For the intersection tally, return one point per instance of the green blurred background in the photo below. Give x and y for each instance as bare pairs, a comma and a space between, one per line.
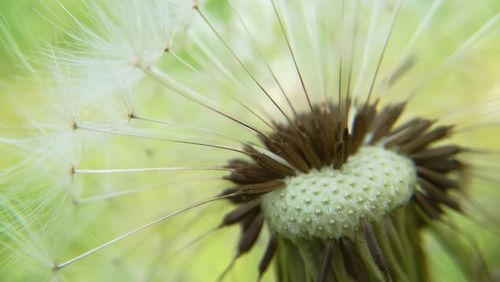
29, 28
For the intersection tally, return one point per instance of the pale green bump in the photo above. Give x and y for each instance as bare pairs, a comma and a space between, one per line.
330, 203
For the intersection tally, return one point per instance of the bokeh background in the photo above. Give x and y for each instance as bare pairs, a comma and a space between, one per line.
159, 254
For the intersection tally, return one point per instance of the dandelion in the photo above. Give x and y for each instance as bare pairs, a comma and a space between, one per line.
296, 121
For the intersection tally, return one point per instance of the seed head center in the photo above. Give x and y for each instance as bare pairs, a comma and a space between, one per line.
330, 203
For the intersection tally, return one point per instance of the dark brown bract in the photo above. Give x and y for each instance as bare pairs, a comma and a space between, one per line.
323, 137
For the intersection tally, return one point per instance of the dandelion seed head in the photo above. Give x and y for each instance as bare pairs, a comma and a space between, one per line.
350, 179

★ ★ ★ ★

Task objective: Copy out the material above word for word, leaving out the pictures.

Task solution:
For the intersection tally, return one point per instance of the green blurred background in the photo below. Give x and y for each instance as bare pairs, a comma and a space between, one per line.
29, 28
For the intersection tally, return one point per instance of the pale green bump in the photo above. Give x and y for each instance as bare pairs, a comma and a space between, one per line.
330, 203
For the intersection tally, return one point per instance of the bokeh background in the photo above. Give x and y for each instance as bare pairs, a comma and a space between, one per line.
159, 254
For the intersection tally, return one point per instance of the dandelion in the photo above. Give x and y for each instance as bare pairs, a comma and a space between, one per line.
296, 121
For the intersection tally, return one point per instance of the seed head center in the photo above. Give x and y for each instance as bare pairs, a comma and a space between, one per line.
330, 203
For the intersection tally, return one point per instance of the dark brown bract in the photo above. Give x and y for each instance as bare pairs, a comma and a space between, one per line.
323, 137
For the intersection tally, return one point per instance of the dandelion seed head in the photo above. Give x and y for each instance as bare pairs, a comma and a space between, one per line.
350, 179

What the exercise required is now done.